[Photo object pointing records]
━━━━━━━━━━

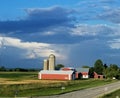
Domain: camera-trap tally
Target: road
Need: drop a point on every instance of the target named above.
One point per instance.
(94, 92)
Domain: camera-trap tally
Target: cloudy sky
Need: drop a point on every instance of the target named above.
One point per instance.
(78, 32)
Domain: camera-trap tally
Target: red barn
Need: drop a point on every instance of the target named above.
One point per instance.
(56, 75)
(82, 73)
(97, 76)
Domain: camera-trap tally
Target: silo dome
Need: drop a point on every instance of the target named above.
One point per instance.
(51, 62)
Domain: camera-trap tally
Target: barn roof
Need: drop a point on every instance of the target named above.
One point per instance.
(82, 69)
(55, 72)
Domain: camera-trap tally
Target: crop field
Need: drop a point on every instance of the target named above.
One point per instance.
(115, 94)
(26, 84)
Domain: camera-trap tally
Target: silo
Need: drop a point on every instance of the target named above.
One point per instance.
(51, 62)
(46, 66)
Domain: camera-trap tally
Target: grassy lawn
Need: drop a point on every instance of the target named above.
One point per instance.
(115, 94)
(26, 84)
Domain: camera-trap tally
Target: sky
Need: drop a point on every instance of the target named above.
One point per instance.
(77, 32)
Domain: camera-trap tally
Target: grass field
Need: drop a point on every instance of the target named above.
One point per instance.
(26, 84)
(115, 94)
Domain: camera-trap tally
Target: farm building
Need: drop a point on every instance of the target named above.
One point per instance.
(48, 71)
(97, 76)
(66, 73)
(56, 75)
(82, 73)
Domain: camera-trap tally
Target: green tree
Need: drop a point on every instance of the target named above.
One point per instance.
(112, 71)
(59, 66)
(98, 66)
(2, 68)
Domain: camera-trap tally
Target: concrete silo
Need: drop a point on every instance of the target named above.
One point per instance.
(46, 65)
(51, 62)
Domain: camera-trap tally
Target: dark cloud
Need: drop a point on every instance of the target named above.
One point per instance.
(38, 20)
(112, 15)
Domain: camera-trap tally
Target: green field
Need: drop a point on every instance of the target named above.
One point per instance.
(115, 94)
(26, 84)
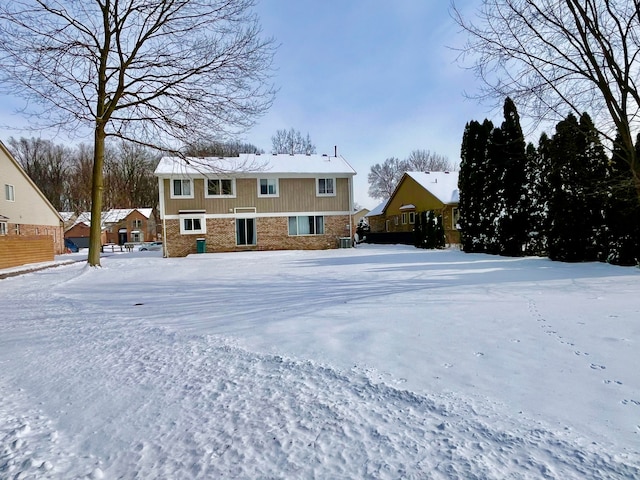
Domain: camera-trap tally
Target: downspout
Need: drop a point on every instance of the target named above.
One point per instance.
(165, 246)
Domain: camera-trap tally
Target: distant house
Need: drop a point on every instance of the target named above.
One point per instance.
(255, 202)
(31, 230)
(415, 193)
(118, 226)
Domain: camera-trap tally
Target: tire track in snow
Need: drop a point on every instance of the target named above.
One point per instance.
(199, 407)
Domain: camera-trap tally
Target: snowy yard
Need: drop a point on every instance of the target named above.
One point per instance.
(374, 362)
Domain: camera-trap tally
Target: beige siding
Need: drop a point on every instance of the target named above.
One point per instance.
(29, 206)
(295, 195)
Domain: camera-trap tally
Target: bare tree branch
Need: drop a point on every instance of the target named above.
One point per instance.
(561, 56)
(159, 73)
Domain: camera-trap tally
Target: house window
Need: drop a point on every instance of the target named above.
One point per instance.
(192, 224)
(9, 193)
(268, 187)
(245, 231)
(181, 188)
(219, 187)
(306, 225)
(455, 217)
(325, 187)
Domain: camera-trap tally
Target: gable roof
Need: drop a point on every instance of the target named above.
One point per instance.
(115, 215)
(442, 185)
(17, 165)
(251, 164)
(378, 209)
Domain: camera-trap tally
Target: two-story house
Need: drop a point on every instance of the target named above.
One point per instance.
(255, 202)
(31, 230)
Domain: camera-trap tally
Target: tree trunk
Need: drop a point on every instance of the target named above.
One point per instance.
(97, 182)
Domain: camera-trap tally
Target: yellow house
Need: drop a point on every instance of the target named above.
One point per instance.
(420, 192)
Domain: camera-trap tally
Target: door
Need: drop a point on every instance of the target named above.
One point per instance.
(245, 231)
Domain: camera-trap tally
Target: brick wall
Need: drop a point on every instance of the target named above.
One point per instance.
(16, 250)
(272, 234)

━━━━━━━━━━

(EXERCISE)
Transcribe each line above verbatim, with the pictures left out.

(SOLVED EXERCISE)
Domain: camera-trap tally
Target: road
Need: drop a point on every instance of the target named above.
One point per instance.
(94, 92)
Domain: camera-trap tally
Target: cloudy sky
Need: drop a point on every instance of the target named above.
One point per instance.
(78, 32)
Domain: camera-trap tally
Target: red barn
Need: drop a point on every instance of the target named above.
One point per instance.
(56, 75)
(82, 73)
(97, 76)
Domain: camera-trap tally
Target: silo dome
Need: drop a point on every instance of the target named above.
One point per instance.
(51, 62)
Domain: camera-trap tally
Target: barn roof
Need: drop a point on every instance of the target named above.
One point per instance.
(82, 69)
(55, 72)
Domain: camera-trap tally
Target: crop field
Need: drop a point on every instance of the target named above.
One point per instance.
(115, 94)
(26, 84)
Domain: camera-trap tally
Target: silo
Need: drop a point on every instance of the target named above.
One point per instance.
(51, 62)
(46, 66)
Domain: camera-trap tally
Target: grassy lawn
Need: drop a point on every instance of the target named above.
One point per instance.
(115, 94)
(26, 84)
Domain: camera-trap tally
Target: sky
Need: drop a point on every instance of the target named above.
One point per instance.
(77, 32)
Domain: camera-trap tally
Target: grass field
Need: drop a point on every instance of the target named above.
One point per instance.
(26, 84)
(115, 94)
Domain: camera-trap tally
Target: farm building
Need: drop a point on every instance of the target named above.
One point per instance.
(48, 71)
(97, 76)
(66, 73)
(56, 75)
(82, 73)
Domain: camera-trap tally
Target: green tree
Need: drop a point on every instance of the target named above.
One point per instance.
(112, 71)
(59, 66)
(98, 66)
(2, 68)
Domain: camera-trap tally
Target: concrete silo
Need: drop a point on every instance of the target named above.
One point per instance.
(46, 65)
(51, 62)
Domain: camera-trap tally
Target: dark cloud
Need: drop a point on every instance of the target named above.
One point per instance.
(38, 20)
(112, 15)
Domain: camera-trap tally
Target: green field
Need: drop a point on every instance of the target named above.
One point per instance.
(115, 94)
(26, 84)
Domain: camera-trap tally
Target: downspout
Need: drop a point on every instance of the target named above.
One point per instance.
(165, 246)
Domain: camera-trap tally
Target: distant house
Need: drop a point on every instance of the target named above.
One point per instance.
(255, 202)
(31, 230)
(415, 193)
(118, 226)
Domain: camera-trap tally
Target: tire track in snow
Need: drop a point on every instance of the target named above.
One point per instance.
(199, 407)
Domain: camera-trap tally
Target: snowy yard
Need: drop a point on every instance of the target named above.
One point per instance.
(374, 362)
Domain: camera-trap tally
Target: beige siding
Need: drop a point on every instance of the target named above.
One point per instance.
(29, 206)
(295, 195)
Domain: camera-trap tally
Target: bare tree branch
Need: drop a point on every instance of the target named above.
One point per instance.
(561, 56)
(159, 73)
Domain: camera-trap tally
Target: house window
Need: drop a point on every instance of the target named above.
One point per instance.
(192, 224)
(9, 193)
(268, 187)
(245, 231)
(181, 188)
(219, 187)
(306, 225)
(455, 217)
(325, 187)
Domain: camera-trap tally
Target: gable roof
Need: drop a point on every instance of the target named above.
One point per instance.
(115, 215)
(442, 185)
(17, 165)
(251, 164)
(378, 209)
Domain: camera-trap tally
Target: two-story house
Need: drop a point on every instance of the target named above.
One point per instance.
(255, 202)
(31, 230)
Domain: camera-trap tally
Target: tree trunk
Need: drop a point on every instance of the target named above.
One point per instance.
(97, 182)
Domain: camera-trap tally
Target: yellow house
Need: drop a point on every instance of the target named above.
One point per instance.
(420, 192)
Domain: camera-trap tally
Target: door
Need: drop a point on every instance of the target named above.
One point per instance.
(245, 231)
Domain: camera-trap tally
Target: brick wall
Need: drop a point on every instance of the target named above.
One point per instance.
(16, 250)
(272, 234)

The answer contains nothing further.